▶ [What the exercise asks] Pictures excluded, return every entry exactly, please.

▶ [Records to use]
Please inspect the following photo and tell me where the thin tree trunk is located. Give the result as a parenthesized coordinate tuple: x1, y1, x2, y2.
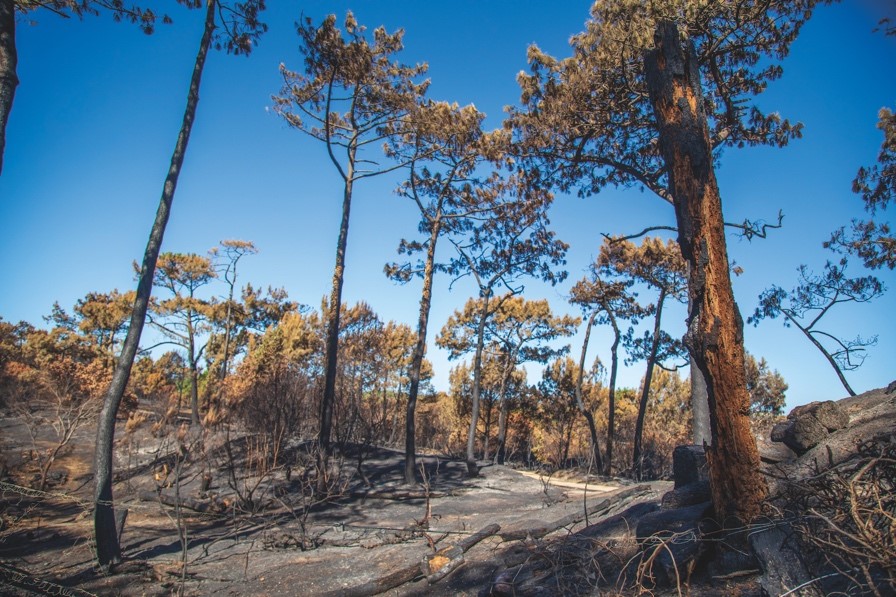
(606, 310, 620, 476)
(575, 311, 603, 473)
(0, 0, 16, 175)
(93, 0, 217, 569)
(404, 218, 441, 484)
(645, 20, 767, 525)
(466, 290, 491, 476)
(187, 316, 200, 425)
(494, 350, 515, 465)
(321, 164, 355, 464)
(632, 287, 666, 480)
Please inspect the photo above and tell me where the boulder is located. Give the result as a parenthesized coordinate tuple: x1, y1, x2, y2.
(672, 445, 708, 489)
(770, 400, 850, 456)
(789, 400, 849, 432)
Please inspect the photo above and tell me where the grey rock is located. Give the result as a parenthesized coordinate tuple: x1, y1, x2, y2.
(771, 421, 792, 442)
(783, 415, 829, 455)
(789, 400, 849, 432)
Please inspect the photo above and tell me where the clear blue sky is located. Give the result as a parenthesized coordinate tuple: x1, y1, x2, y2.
(1, 1, 894, 409)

▶ [The answer]
Please inspect the following photo and tell me where the thin tree trunk is located. Give the result as a parenthesized coordinate tuple: x1, y1, x2, y2.
(606, 310, 620, 476)
(575, 311, 603, 473)
(0, 0, 16, 175)
(93, 0, 217, 569)
(404, 218, 441, 484)
(645, 20, 767, 525)
(466, 290, 491, 476)
(187, 316, 200, 425)
(494, 350, 515, 465)
(321, 164, 355, 464)
(632, 287, 666, 480)
Please inspect the photo above and tell me where the boulder is located. Give the result as a parenthesized coordinate tuple: x1, y1, x2, y2.
(672, 445, 708, 489)
(770, 400, 850, 456)
(789, 400, 849, 432)
Please inspect the photo above and tell me where the grey rock is located. Give the result as a parenthesized coordinate tuple: x1, y1, x2, y2.
(771, 421, 792, 442)
(783, 415, 829, 455)
(789, 400, 849, 432)
Please inspect the photo above and tell me where the clear blue sky is located. Give the result as a parenthesized coordinate tuple: x1, y1, x2, y2.
(1, 1, 894, 409)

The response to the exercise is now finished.